Классическим понятием компетенции предполагается, что мы можем строгим образом отделить знание (в его действии или его полагают) от того события, которое мы трактуем, и в особенности - от двусмысленности письменных и устных меток: назовем их граммофониями. Компетенция предполагает, что возможен какой-то метадискурс, нейтральный и однозначный по отношению к той или иной области объективной реальности, неважно, имеет ли она или нет структуру текста. Исполнения, регулируемые этой компетецией, в принципе должны поддаваться ничего не упускающему переводу на предмет какого-то корпуса, который сам по себе переводим. По своей сути, они в особенности не должны быть нарративного типа. В университете в принципе не рассказывают никаких историй; над историей работают, рассказывают, чтобы узнать и объяснить; в университете говорят на предмет наррации или эпических поэм, но события и истории не должны производиться тут под именем институализированного знания. А благодаря событию, подписанному Джойсом, некая double bind стала по крайней мере эксплицитной (ведь она держит нас уже начиная с Вавилона и Гомера и всего, что за этим последовало): с одной стороны, мы обязаны писать, подписываться, вызывать к жизни какие-то новые события с непереводимыми метками - и это отчаянный зов, тоска подписи, просящей да у другого, умоляющее требование росписи; но с другой стороны, неповторимая новизна всякого да, всякой другой подписи, оказывается уже запрограммофонированной внутри джойсовского корпуса.

ВХОДНЫЕ ДАННЫЕ:
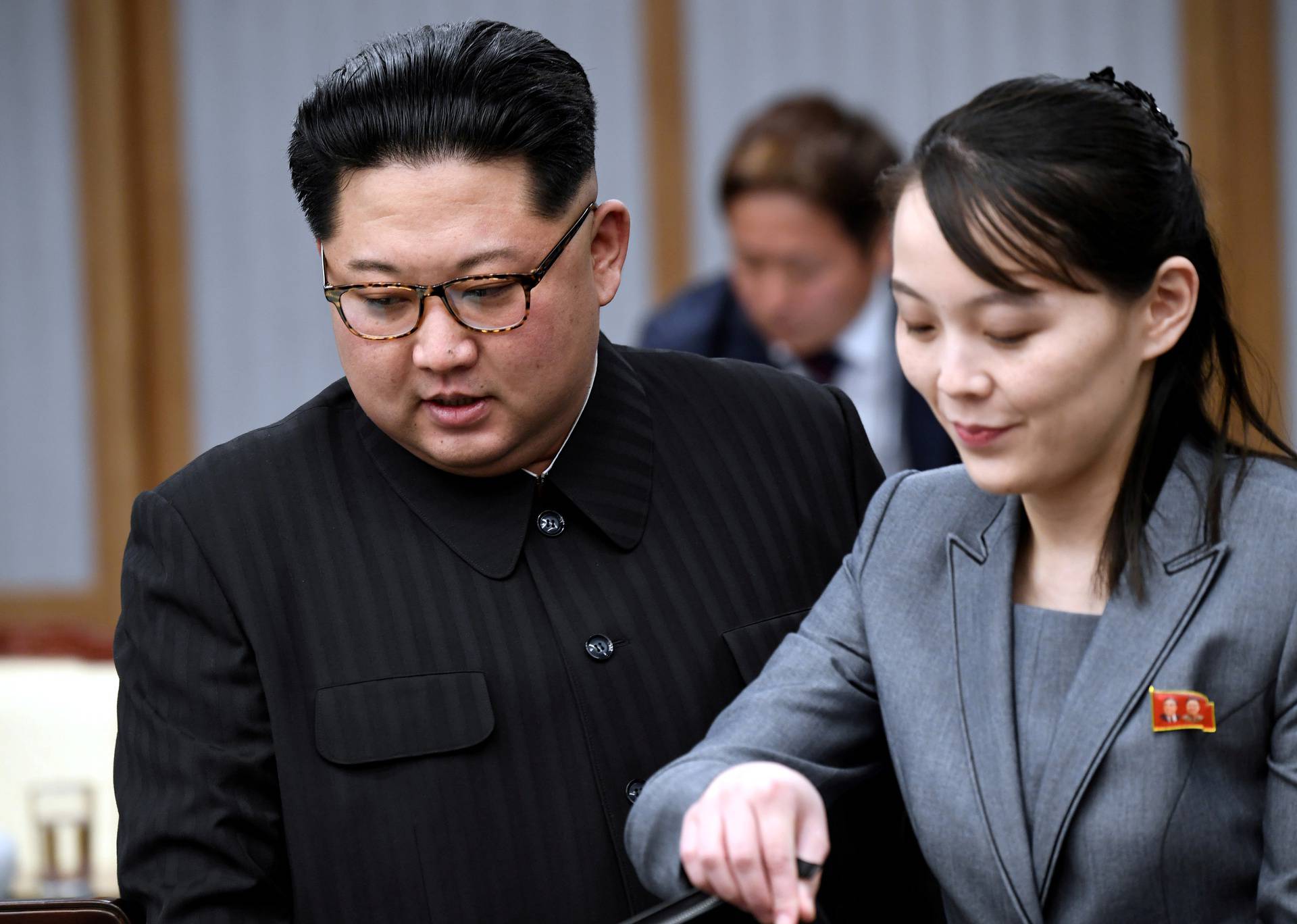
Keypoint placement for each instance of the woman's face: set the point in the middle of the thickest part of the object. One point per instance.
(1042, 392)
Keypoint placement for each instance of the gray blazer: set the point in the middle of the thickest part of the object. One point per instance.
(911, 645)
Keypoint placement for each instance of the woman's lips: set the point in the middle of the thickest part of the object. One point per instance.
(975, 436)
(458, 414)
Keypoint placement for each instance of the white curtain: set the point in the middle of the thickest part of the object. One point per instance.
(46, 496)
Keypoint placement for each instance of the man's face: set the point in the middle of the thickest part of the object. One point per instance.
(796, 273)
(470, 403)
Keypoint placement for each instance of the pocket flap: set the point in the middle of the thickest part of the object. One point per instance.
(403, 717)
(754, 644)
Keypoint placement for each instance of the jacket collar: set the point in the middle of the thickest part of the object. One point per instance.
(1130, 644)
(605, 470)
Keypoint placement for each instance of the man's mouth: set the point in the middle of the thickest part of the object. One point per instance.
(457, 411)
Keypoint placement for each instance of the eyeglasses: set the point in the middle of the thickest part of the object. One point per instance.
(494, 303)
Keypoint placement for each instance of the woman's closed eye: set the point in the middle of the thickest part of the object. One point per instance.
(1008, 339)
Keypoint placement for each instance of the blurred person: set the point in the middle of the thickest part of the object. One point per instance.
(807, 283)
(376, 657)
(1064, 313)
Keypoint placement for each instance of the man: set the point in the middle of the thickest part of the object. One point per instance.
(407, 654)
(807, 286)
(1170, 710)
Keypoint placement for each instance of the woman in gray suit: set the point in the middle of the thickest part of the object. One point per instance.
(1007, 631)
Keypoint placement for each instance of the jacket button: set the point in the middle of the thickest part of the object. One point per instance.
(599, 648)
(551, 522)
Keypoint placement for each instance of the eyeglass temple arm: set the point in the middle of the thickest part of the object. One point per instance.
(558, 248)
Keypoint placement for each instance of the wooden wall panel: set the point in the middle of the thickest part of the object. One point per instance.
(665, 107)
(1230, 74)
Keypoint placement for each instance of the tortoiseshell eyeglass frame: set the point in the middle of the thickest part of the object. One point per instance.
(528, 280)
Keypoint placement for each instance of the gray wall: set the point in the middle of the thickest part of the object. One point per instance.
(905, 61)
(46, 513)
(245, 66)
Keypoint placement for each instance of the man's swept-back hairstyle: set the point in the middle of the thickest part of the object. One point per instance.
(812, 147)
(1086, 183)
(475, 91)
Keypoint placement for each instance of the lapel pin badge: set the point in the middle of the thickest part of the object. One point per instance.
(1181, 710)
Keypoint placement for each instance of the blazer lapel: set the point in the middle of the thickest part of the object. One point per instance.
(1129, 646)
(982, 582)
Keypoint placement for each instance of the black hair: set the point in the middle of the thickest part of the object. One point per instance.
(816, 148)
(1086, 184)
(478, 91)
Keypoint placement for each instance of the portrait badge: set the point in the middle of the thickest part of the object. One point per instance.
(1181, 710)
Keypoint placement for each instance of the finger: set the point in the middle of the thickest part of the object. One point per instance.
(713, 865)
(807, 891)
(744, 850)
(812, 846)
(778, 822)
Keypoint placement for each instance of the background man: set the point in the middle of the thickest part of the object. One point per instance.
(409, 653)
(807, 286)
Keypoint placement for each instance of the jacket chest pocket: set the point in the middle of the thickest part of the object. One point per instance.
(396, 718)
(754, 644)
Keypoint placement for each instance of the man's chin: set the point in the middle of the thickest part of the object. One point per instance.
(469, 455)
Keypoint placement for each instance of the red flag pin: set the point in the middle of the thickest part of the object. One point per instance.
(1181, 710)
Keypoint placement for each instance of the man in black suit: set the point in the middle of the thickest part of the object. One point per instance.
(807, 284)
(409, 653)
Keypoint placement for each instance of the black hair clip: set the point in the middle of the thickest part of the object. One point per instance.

ПОСТАВЛЕННАЯ ЗАДАЧА A:
Воспроизведите дословно строки листинга, начиная с его первой строки и заканчивая строкой, содержащей «(1042, 392)», включительно. Изображения в ответ не включайте.
ПОСТАВЛЕННАЯ ЗАДАЧА B:
Продолжите фрагмент о понятии компетенции, начав сразу после его последнего предложения.

ИТОГОВЫЙ РЕЗУЛЬТАТ A:
Keypoint placement for each instance of the woman's face: set the point in the middle of the thickest part of the object. One point per instance.
(1042, 392)

ИТОГОВЫЙ РЕЗУЛЬТАТ B:
Эффекты, порождаемые вызовом этой double bind, я замечаю не только на себе самом - в моем устрашенном желании, говорящем мне, что я, наверное, должен был бы войти в семейство представителей Джойса, в котором я всегда был бы лишь незаконорожденным; я замечаю их и у вас.

С одной стороны, вы обладаете законной уверенностью в том, что владеете или находитесь в процессе построения некоей сверхкомпетенции, соразмерной корпусу, виртуально охватывающему все корпуса, с которыми имеет дело университет (науки, техники, религии, философии, литературы и - одинаковой протяженности со всем этим - языки). В отношении такой гиперболической компетенции нет ничего запредельного. Все оказывается внутренним, ментальной телефонией; все может быть интегрировано в домашние стены этой программотелефонной энциклопедии.

Но с другой стороны, в то же самое время надлежит знать, и вы это знаете, что занимающие вас подпись и да способны -таково их предназначение - уничтожить самый корень этой компетенции, этой легитимности, ее домашней внутренности, способны деконструировать университетский институт с его внутренними или межфакультетскими перегородками, равно как и его контрактом с внеуниверситетским миром.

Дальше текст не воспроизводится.